▸ DIRECTIVE
Return every line of the records below word for word, but leave the pictures out.

▸ DATA PROVIDED
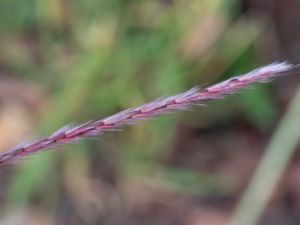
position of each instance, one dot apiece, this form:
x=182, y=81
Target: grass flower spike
x=192, y=97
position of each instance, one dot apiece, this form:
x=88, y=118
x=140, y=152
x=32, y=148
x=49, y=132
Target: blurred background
x=70, y=61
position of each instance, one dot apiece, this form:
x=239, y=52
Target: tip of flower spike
x=277, y=67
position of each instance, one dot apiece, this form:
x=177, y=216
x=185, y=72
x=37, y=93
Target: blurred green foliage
x=97, y=57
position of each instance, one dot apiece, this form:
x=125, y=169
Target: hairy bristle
x=161, y=106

▸ SOLUTION FOR THIS PROBLEM
position of each instance, one dot apiece, this form:
x=182, y=81
Target: grass flower spike
x=192, y=97
position of each instance, one dot apiece, this form:
x=88, y=118
x=140, y=152
x=32, y=148
x=49, y=132
Target: blurred background
x=70, y=61
position of each instance, one dot apiece, this form:
x=239, y=52
Target: tip of flower spike
x=277, y=67
position of each instance, one dot apiece, this form:
x=177, y=216
x=185, y=72
x=37, y=93
Target: blurred green foliage
x=97, y=57
position of each instance, one dot apiece, this form:
x=125, y=169
Target: hairy bristle
x=161, y=106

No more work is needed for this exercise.